(Stored entries)
════════════════════
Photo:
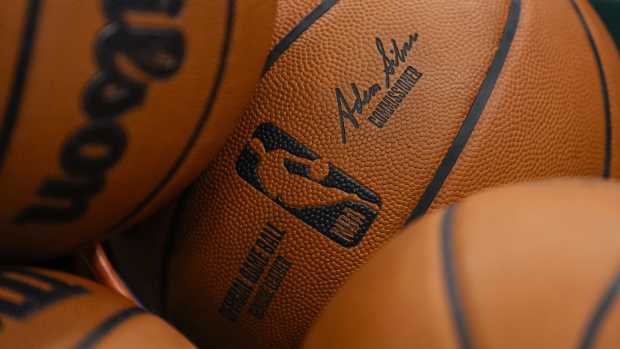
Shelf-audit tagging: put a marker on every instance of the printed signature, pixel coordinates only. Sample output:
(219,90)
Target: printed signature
(392,59)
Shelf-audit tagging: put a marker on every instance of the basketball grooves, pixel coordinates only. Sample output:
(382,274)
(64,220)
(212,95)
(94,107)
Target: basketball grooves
(299,29)
(604,91)
(21,72)
(462,137)
(447,255)
(209,107)
(602,309)
(94,337)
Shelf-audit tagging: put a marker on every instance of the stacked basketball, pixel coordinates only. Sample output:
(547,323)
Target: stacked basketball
(369,115)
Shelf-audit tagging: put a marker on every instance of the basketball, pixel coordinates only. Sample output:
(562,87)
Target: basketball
(112,107)
(529,266)
(46,309)
(370,114)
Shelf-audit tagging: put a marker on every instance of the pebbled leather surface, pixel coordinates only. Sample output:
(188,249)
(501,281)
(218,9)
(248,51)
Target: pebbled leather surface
(56,310)
(544,118)
(170,136)
(532,263)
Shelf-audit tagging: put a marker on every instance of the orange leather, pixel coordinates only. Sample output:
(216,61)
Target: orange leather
(544,117)
(532,264)
(46,309)
(110,108)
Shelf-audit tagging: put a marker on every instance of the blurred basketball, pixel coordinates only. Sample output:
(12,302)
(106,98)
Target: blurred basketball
(528,266)
(369,114)
(112,107)
(45,309)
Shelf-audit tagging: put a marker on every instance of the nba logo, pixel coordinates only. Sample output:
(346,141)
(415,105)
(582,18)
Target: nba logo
(310,188)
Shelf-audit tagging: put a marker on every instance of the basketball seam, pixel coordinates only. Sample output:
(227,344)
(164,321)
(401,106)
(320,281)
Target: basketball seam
(602,309)
(201,123)
(604,90)
(286,42)
(19,82)
(452,289)
(169,246)
(473,116)
(104,328)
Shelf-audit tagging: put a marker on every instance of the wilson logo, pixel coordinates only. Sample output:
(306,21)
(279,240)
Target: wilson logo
(92,150)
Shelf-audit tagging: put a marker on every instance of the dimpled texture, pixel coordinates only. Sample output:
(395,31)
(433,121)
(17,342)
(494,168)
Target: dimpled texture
(532,263)
(170,134)
(543,119)
(81,314)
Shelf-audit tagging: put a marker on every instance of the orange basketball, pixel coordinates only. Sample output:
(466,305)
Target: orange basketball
(112,107)
(369,114)
(527,266)
(45,309)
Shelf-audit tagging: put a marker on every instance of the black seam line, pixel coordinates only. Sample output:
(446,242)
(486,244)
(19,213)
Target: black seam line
(601,311)
(96,335)
(169,247)
(299,29)
(223,60)
(604,91)
(456,303)
(21,75)
(471,120)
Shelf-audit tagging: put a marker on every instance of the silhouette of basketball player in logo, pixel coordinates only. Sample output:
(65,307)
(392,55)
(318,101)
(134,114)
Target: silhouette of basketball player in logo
(309,187)
(293,189)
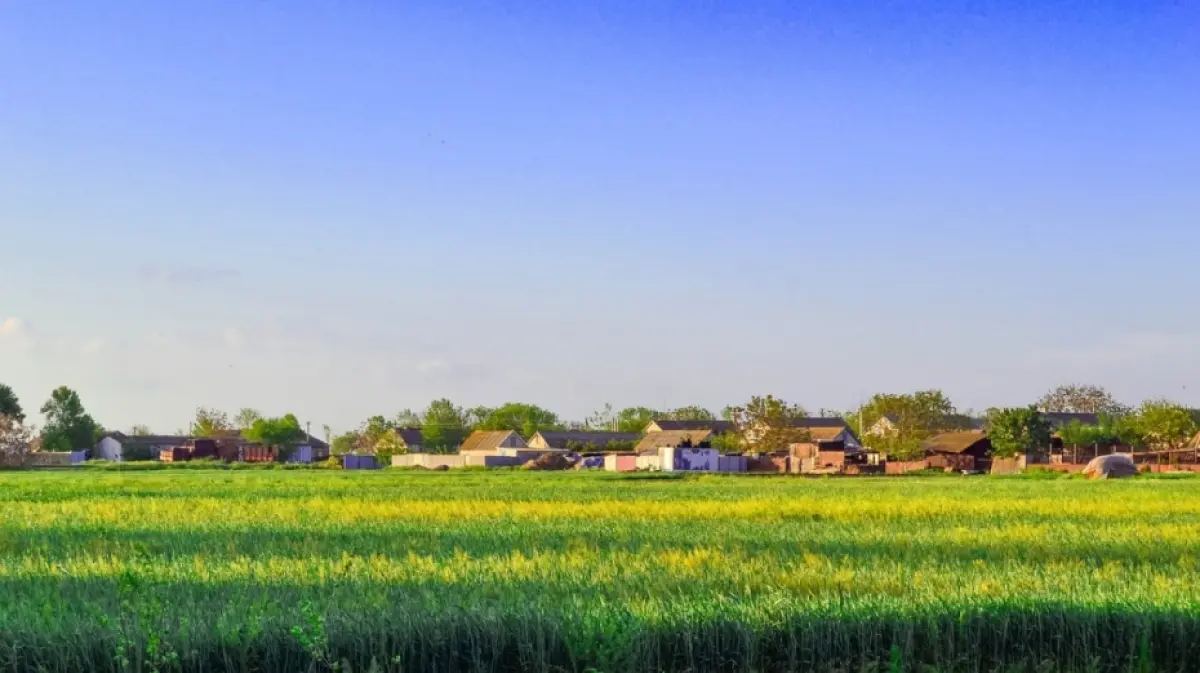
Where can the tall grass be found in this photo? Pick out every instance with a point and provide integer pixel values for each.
(190, 570)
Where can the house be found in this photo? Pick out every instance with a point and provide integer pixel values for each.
(820, 428)
(495, 443)
(966, 450)
(118, 445)
(669, 425)
(1059, 420)
(889, 424)
(675, 439)
(411, 439)
(585, 440)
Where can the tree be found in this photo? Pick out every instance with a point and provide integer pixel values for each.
(690, 414)
(210, 422)
(67, 425)
(281, 432)
(912, 419)
(1080, 398)
(521, 418)
(246, 418)
(1164, 424)
(345, 444)
(475, 416)
(635, 419)
(768, 424)
(407, 418)
(372, 432)
(10, 406)
(388, 445)
(1015, 431)
(443, 426)
(601, 420)
(15, 440)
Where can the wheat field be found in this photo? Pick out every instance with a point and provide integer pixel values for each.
(323, 570)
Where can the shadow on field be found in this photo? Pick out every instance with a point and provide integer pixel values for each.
(55, 625)
(784, 542)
════════════════════
What you will do :: Quote every record above exactly, leaving out the pictures.

Final result ::
Photo:
Shelf-audit tagging: put a marker on every instance of the printed signature, pixel coordinates only. Sample output:
(219,90)
Target: printed signature
(392,59)
Shelf-audit tagging: put a marker on every instance of the basketball grooves, pixel coordinates only. Sample output:
(382,274)
(64,220)
(212,95)
(94,107)
Target: basketball grooves
(299,29)
(604,91)
(21,72)
(462,137)
(447,255)
(209,107)
(602,309)
(94,337)
Shelf-audit tagging: put a marker on every instance of the stacked basketball, pixel coordinates only. Sample output:
(547,323)
Target: stacked basketball
(369,115)
Shelf-audit tagging: put a marker on every instance of the basketball, pixel coordinates only. Sample output:
(562,87)
Target: basketball
(112,107)
(529,266)
(46,309)
(370,114)
Shelf-audit tagging: put a marker on every instance of the pebbled leather surface, pixel coordinates only. Sample output:
(188,249)
(501,281)
(218,9)
(248,51)
Target: pebbled leather surface
(56,310)
(544,118)
(170,136)
(532,263)
Shelf-audit tagging: put a marker on every instance of the orange leather, pixel coordinates only. Sample output:
(216,61)
Target: orange leather
(544,117)
(532,264)
(46,309)
(110,108)
Shelf-audit tagging: put a marker on every instance of the blurred basketball, pixel coordinates only. Sample output:
(12,302)
(106,98)
Target: blurred basketball
(528,266)
(369,114)
(112,107)
(45,309)
Shelf-audit tagging: put a marker on every instance of the nba logo, pixel coordinates only. Sample output:
(346,141)
(415,105)
(582,18)
Target: nba logo
(310,188)
Shelf-audit tagging: put a marker on every instance of the basketball seam, pixel coordinates only. Sample output:
(227,344)
(164,321)
(401,106)
(320,281)
Target: basketball seam
(602,309)
(201,123)
(604,90)
(286,42)
(19,82)
(452,289)
(169,246)
(473,116)
(104,328)
Shelf-audit tagging: put a marker on every instance of the wilson logo, pixel coordinates only. Sample output:
(306,21)
(279,240)
Target: wilson logo
(92,150)
Shelf-audit tagging: put a marker on every instance of the dimpled texture, pixel coordinates only. Sample output:
(395,31)
(433,121)
(17,342)
(494,168)
Target: dimpled texture
(532,263)
(170,134)
(543,119)
(81,314)
Shelf-audit tagging: put a marker on every instance of the orange basketball, pixel coordinates only. Sample output:
(466,305)
Target: orange basketball
(112,107)
(369,114)
(527,266)
(45,309)
Shelf-audit tagging: put a marker on every instance of the black seam line, pixel coordinates only. Sample output:
(446,242)
(486,244)
(19,213)
Target: black seam line
(601,311)
(96,335)
(169,247)
(299,29)
(223,60)
(604,91)
(456,303)
(21,75)
(471,120)
Shelf-audit tagging: put a marker on every instance of the silhouette of basketball player in logo, pixel coordinates only. Sample output:
(65,307)
(392,55)
(318,101)
(134,114)
Target: silhouette of basketball player in logo
(309,187)
(293,189)
Where can the tall grass be found in this photo? Pick out every instance with a point and provide integer pixel values for each.
(190, 570)
Where can the house be found in this photo? Pick out every instance with a point and provide integer pixel values for each.
(820, 428)
(495, 443)
(966, 450)
(118, 445)
(669, 425)
(1059, 420)
(889, 424)
(675, 439)
(411, 439)
(585, 440)
Where can the tree be found in this photo? Pick out every instance with a point and provide integer pixel values for each.
(690, 414)
(210, 422)
(67, 425)
(281, 432)
(912, 419)
(1080, 398)
(521, 418)
(246, 418)
(1164, 424)
(345, 444)
(475, 416)
(635, 419)
(768, 424)
(407, 418)
(372, 432)
(10, 406)
(388, 445)
(1015, 431)
(443, 426)
(601, 420)
(15, 440)
Where can the wheat field be found in this photo? Pick out every instance with a point and provide integer pixel values for each.
(323, 570)
Where can the shadow on field be found in this photo? Pick out every instance with a point and provide integer pixel values for each.
(55, 625)
(784, 542)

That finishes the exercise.